Exercise instructions »
Reproduce each of the lines below word for word, leaving out the pictures.

The input »
━━━
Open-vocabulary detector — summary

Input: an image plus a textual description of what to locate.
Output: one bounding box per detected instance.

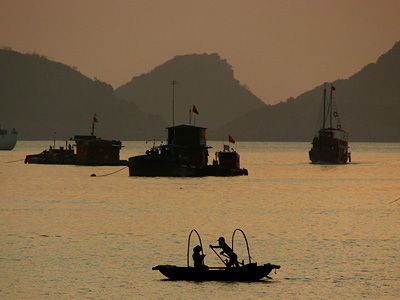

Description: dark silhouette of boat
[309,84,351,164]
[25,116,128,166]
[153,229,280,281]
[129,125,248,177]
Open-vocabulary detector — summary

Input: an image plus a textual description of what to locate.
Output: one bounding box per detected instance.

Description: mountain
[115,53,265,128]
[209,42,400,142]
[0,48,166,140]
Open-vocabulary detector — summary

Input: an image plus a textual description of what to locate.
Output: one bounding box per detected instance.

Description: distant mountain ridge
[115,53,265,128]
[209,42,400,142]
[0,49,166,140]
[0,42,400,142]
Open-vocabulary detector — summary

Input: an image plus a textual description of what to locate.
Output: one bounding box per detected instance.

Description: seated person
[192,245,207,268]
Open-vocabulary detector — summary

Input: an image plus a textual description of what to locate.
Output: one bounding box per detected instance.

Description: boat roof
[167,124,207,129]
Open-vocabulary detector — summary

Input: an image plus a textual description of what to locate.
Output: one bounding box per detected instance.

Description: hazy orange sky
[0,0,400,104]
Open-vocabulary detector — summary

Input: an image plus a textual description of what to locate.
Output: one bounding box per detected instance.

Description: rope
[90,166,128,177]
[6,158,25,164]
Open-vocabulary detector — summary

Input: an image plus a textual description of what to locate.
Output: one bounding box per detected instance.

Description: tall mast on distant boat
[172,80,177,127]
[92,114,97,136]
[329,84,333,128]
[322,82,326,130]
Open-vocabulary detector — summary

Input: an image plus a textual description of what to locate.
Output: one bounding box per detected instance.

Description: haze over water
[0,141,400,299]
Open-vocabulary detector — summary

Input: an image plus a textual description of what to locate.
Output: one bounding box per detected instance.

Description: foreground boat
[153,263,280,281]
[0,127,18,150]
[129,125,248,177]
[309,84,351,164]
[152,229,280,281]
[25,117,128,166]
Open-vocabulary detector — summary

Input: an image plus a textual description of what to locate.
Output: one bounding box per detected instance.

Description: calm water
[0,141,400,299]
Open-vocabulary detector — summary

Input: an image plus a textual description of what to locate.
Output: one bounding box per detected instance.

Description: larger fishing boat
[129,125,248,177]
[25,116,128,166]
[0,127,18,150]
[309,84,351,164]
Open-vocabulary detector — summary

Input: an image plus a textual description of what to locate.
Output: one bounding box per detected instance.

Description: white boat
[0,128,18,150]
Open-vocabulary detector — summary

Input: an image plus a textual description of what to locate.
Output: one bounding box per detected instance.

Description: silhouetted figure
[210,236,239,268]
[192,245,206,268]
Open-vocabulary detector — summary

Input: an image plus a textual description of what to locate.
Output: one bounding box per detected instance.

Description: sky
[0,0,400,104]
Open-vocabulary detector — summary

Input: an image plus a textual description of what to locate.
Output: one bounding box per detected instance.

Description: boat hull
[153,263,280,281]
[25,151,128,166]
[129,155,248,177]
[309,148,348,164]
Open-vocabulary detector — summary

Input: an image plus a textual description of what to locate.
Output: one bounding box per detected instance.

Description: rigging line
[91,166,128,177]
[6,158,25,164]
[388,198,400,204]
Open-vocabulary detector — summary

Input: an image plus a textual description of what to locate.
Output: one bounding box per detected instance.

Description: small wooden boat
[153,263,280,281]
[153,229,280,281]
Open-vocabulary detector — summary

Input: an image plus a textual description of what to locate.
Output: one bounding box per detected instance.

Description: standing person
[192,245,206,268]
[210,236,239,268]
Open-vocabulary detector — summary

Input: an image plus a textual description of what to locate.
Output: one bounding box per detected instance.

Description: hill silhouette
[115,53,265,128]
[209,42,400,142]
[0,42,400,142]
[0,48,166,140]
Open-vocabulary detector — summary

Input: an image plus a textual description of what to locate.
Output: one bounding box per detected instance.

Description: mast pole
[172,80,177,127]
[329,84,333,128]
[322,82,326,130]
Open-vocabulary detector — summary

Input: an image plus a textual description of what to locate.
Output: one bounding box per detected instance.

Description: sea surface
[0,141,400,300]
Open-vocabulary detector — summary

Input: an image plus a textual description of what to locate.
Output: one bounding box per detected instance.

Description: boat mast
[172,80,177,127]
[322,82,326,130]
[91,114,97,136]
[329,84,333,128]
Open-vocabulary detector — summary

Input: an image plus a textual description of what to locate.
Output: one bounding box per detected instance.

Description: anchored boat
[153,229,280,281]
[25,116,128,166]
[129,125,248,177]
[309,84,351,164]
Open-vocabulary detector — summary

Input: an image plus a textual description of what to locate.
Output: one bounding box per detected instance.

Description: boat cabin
━━━
Solution below »
Open-vocabulary detector — summary

Input: an image plus a textual description of what to locate.
Output: one bounding box per detected instance.


Description: dark silhouette of boat
[309,84,351,164]
[25,116,128,166]
[153,229,280,281]
[129,125,248,177]
Open-vocabulary detector — summary

Input: an image plus a textual description of what to locate.
Output: one bounding box per detected instance.

Description: mountain
[115,53,265,128]
[209,42,400,142]
[0,48,166,140]
Open-vocabulary detector — summary

Input: an image plus a textual description of what to locate.
Output: one bounding box per detected instance.

Description: distant mountain ridge
[115,53,265,128]
[209,42,400,142]
[0,49,166,140]
[0,42,400,142]
Open-vocabulary detector — summary

Input: an image plus a textual description of what to locate.
Output: one bounding box per detected instance.

Description: seated person
[192,245,207,268]
Open-vocabulary detector — summary

Input: an image plus a textual description of what to locate.
Output: one bounding box per detected instance.

Description: boat roof
[167,124,207,129]
Open-vocabulary detector — summary

Input: an image plus a textual description of what to locate.
Output: one bounding box per detected instance.

Description: hazy orange sky
[0,0,400,104]
Open-vocabulary detector — summary

Input: an image plus a textual description of what to locate.
Output: one bounding box per detected instance.

Description: rope
[90,166,128,177]
[6,158,25,164]
Open-vocabulary detector — summary

Input: an image plus a textual description of what to locate.
Output: one bounding box per detected instance.

Description: tall mast on distant boat
[172,80,177,127]
[92,114,97,136]
[329,84,333,128]
[322,82,326,130]
Open-vocabulary detector — summary

Input: an image plus a textual description of what to locate.
Output: one bounding box per detected instance.

Description: haze over water
[0,141,400,299]
Open-vocabulary detector — summary

Input: an image plus a textual description of what to locate.
Output: one bounding box per detected instance.

Description: foreground boat
[153,263,280,281]
[0,127,18,150]
[129,125,248,177]
[309,84,351,164]
[152,229,280,281]
[25,117,128,166]
Open-vocabulary detector — summary

Input: an image plus a textual description of what to locate.
Output: one bounding box per detected instance.

Description: calm water
[0,141,400,299]
Open-vocabulary detector — summary

Input: an image plus a textual description of what to locate.
Output: one bounding box per detected instance.

Description: larger fishing boat
[129,125,248,177]
[25,116,128,166]
[0,127,18,150]
[309,84,351,164]
Open-vocabulary detector — summary

Input: an image plus a textual description of what to locate.
Output: one bounding box per detected instance.

Description: white boat
[0,128,18,150]
Open-vocabulary detector — summary

Input: an image plus a textual description of what to locate.
Output: one bounding box per detected instance.

Description: silhouetted figure
[210,236,239,268]
[192,245,206,268]
Open-vocabulary detector — summary

Input: an image plus a textual description of what to locate.
Output: one bounding box per detected instance.

Description: sky
[0,0,400,104]
Open-vocabulary detector — summary

Input: an image plus a textual description of what to locate.
Output: one bounding box per detected instance.

Description: boat hull
[153,263,280,281]
[25,151,128,166]
[129,155,248,177]
[309,148,348,164]
Open-vocabulary detector — summary

Input: an image plus a textual description of what to locate.
Output: one bounding box per detected instance.

Description: rigging line
[91,166,128,177]
[6,158,25,164]
[388,198,400,204]
Open-vocabulary detector — summary

Input: an image plus a textual description of what to locate.
Output: one bounding box per detected instance.

Description: small wooden boat
[153,263,280,281]
[153,229,280,281]
Open-vocabulary detector — summary

Input: an image plus a textual description of what to locate.
Output: one bounding box per detected instance.

Description: standing person
[192,245,206,268]
[210,236,239,268]
Open-vocabulary detector — summary

Input: an image plus a textual description of what to locate.
Output: one bounding box per detected instance.

Description: hill silhouette
[115,53,265,128]
[209,42,400,142]
[0,42,400,142]
[0,48,166,140]
Open-vocabulary detector — summary

Input: an image plus a textual description of what to locate.
Output: one bounding box per detected instance.

Description: mast pole
[172,80,177,127]
[329,84,333,128]
[322,82,326,130]
Open-vocabulary detector — summary

Input: an image plus a textual description of what to locate.
Output: one bounding box per detected instance.

Description: sea surface
[0,141,400,300]
Open-vocabulary detector — summary

Input: an image plus a textual description of what to locate.
Output: one bounding box per detected instance.

Description: boat mast
[172,80,177,127]
[322,82,326,130]
[91,114,97,136]
[329,84,333,128]
Open-vocabulary detector — summary

Input: an image plus a textual description of what to locate.
Output: one bounding box per detected instance.

Description: anchored boat
[153,229,280,281]
[25,116,128,166]
[129,125,248,177]
[309,84,351,164]
Open-vocabulary detector — summary

Input: an image plus a textual description of what to locate.
Output: one bounding box per detected instance.

Description: boat cabin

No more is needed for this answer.